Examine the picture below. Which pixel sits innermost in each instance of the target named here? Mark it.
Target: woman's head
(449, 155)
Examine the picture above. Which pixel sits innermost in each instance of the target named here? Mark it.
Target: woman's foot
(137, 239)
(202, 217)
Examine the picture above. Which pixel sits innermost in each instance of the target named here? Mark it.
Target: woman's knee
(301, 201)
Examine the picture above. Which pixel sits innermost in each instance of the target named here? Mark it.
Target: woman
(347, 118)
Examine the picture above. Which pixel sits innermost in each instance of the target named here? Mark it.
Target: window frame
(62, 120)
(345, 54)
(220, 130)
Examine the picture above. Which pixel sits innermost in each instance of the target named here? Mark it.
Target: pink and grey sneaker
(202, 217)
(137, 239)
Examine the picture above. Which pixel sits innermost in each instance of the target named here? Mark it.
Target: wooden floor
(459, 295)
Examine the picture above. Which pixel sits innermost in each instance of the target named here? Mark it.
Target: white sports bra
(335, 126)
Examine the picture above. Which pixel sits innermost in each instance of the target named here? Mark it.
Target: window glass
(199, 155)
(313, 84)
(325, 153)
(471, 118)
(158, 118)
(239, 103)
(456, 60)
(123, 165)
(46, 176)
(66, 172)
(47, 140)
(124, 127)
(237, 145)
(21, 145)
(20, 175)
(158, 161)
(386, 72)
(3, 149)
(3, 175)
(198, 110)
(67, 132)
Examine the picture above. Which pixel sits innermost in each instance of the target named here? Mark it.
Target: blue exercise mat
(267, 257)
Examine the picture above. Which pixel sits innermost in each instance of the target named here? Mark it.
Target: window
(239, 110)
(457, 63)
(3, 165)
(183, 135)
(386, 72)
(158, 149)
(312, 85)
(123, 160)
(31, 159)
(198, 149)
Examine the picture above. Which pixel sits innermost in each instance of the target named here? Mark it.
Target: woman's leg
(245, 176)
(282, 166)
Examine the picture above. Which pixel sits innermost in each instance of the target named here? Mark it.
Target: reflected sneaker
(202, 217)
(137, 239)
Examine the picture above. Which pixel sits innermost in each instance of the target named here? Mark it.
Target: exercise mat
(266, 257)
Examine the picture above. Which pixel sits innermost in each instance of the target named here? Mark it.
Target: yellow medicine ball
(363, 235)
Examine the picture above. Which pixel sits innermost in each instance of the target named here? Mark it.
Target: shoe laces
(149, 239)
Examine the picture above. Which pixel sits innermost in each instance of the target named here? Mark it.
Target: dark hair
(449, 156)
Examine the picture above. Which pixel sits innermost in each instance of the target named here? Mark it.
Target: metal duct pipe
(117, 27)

**Required action**.
Restate the whole of the data exactly.

**Task solution**.
Examine the picture below. Which pixel sits innermost in each instance of the target named here? Mark it.
Target: woman's head
(449, 155)
Examine the picture above. Which pixel sits innermost in each instance of the target named here? Mark it.
Target: woman's foot
(137, 239)
(202, 217)
Examine the picture above. Which pixel sits innermost in each instance of the target named here? Mark it.
Target: woman's knee
(301, 201)
Examine the picture above. Which pixel sits innermost in each instance of the target named here? Mark it.
Target: woman
(347, 118)
Examine the picture above. Which pixel sits innermost in each instance of the target named here? Mark it.
Target: window frame
(62, 120)
(345, 54)
(220, 130)
Examine the picture above. Which pixel sits innermost in each instance of the target named here? Mark it.
Target: pink and grey sneaker
(202, 217)
(137, 239)
Examine the picture above. Which pixel sits innermost in each instance of the target named here? Mark it.
Target: wooden floor
(459, 295)
Examine the picture above. Which pixel sits innermost in each instance of the target named here? Mark it.
Target: white sports bra
(335, 126)
Examine the picture above. Which pixel sits innermost in each instance of the target named here? Mark it.
Target: window glass
(199, 155)
(313, 84)
(325, 153)
(471, 118)
(158, 118)
(239, 103)
(456, 60)
(123, 165)
(46, 176)
(66, 172)
(47, 140)
(124, 127)
(237, 145)
(21, 145)
(20, 175)
(158, 161)
(386, 72)
(3, 149)
(3, 175)
(198, 110)
(67, 132)
Examine the picture above. Which pixel sits innermost in each instance of the target named here? Mark it.
Target: blue exercise mat
(267, 257)
Examine the picture above. Which pixel sits innermost in each instance of the target named here? Mark it.
Target: window
(239, 110)
(457, 63)
(3, 165)
(183, 135)
(386, 72)
(158, 149)
(312, 85)
(123, 160)
(31, 159)
(198, 149)
Examine the picture above. Which pixel sits innermost in each instance of the target named here? Mark it.
Target: woman's leg
(245, 176)
(282, 166)
Examine the picture above. Which pixel sits innermost in each instance of the target named here? Mark it.
Target: reflected sneaker
(202, 217)
(137, 239)
Examine the picture above. Which pixel sits innermost in each instance of the target named here? Mark it.
Target: exercise mat
(266, 257)
Examine the picture above. Which pixel sits innermost in each instance of the target named here? Mark it.
Target: yellow medicine ball
(363, 235)
Examine the picture above. Which pixel sits innermost in each instance of the target named here? Mark it.
Target: shoe laces
(149, 239)
Examine the picture above. Which pixel sits innermost in each instance of the target named here? Mark it.
Target: dark hair
(449, 156)
Examine the picture above. Which pixel sits innermost in each instance of the target named here? Mark it.
Target: metal duct pipe
(117, 27)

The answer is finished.